> Extract provided:
>>>
In this paper, I seek to prove that Man is made in the image of God philosophically, given that God is the creator of the universe and that there are no other created beings in the universe other than those found on earth. I shall do this by proving that God displays and has certain noble and noteworthy features, and show how Man is unique in all creation in that we exemplify and reflect those features. These features that I will explore are that God and Man are intelligent, have free will, love, are relational beings, create out of love and understanding, and have dominion over other beings. In proving these features, I will be satisfied to conclude that in this limited sense Man is Imago Dei.
<<<
> Records provided:
>>>
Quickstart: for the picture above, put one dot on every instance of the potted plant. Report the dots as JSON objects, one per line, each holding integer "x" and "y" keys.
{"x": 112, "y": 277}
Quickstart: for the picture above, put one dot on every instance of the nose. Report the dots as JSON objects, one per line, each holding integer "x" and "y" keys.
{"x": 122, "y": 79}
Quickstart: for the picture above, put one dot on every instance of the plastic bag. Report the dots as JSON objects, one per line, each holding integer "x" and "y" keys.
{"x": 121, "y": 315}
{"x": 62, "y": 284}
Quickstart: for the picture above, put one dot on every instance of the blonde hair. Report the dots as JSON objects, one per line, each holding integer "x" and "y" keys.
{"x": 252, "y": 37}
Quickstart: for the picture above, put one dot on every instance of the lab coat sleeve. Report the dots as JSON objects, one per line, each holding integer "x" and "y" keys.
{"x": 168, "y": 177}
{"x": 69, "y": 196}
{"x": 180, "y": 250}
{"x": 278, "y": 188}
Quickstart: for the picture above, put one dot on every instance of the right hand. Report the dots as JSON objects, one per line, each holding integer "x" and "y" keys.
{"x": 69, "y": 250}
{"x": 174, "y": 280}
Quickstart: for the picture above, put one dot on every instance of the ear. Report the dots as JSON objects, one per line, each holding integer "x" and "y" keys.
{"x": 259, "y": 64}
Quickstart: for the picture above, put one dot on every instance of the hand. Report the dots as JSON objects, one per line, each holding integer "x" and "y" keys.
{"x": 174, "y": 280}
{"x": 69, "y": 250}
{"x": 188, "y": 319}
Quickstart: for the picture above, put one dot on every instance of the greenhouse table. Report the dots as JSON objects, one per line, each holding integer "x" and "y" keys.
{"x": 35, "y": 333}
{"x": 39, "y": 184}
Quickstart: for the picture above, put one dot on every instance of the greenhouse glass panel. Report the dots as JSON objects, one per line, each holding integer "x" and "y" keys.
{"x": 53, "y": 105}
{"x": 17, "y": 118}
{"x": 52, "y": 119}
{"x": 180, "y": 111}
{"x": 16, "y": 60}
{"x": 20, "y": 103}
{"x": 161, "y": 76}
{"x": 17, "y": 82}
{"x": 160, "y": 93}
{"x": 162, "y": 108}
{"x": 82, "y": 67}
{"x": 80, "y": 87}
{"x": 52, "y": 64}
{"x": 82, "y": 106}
<<<
> What you need to do: According to the paper introduction above, how does the author plan to establish that Man is Imago Dei? Answer in one to three sentences.

> Result of this task: The author plans to show that God has certain noble and noteworthy features and that Man alone in creation exemplifies and reflects them. These features are intelligence, free will, love, being relational, creating out of love and understanding, and having dominion over other beings. Proving these features will let the author conclude that Man is Imago Dei in this limited sense.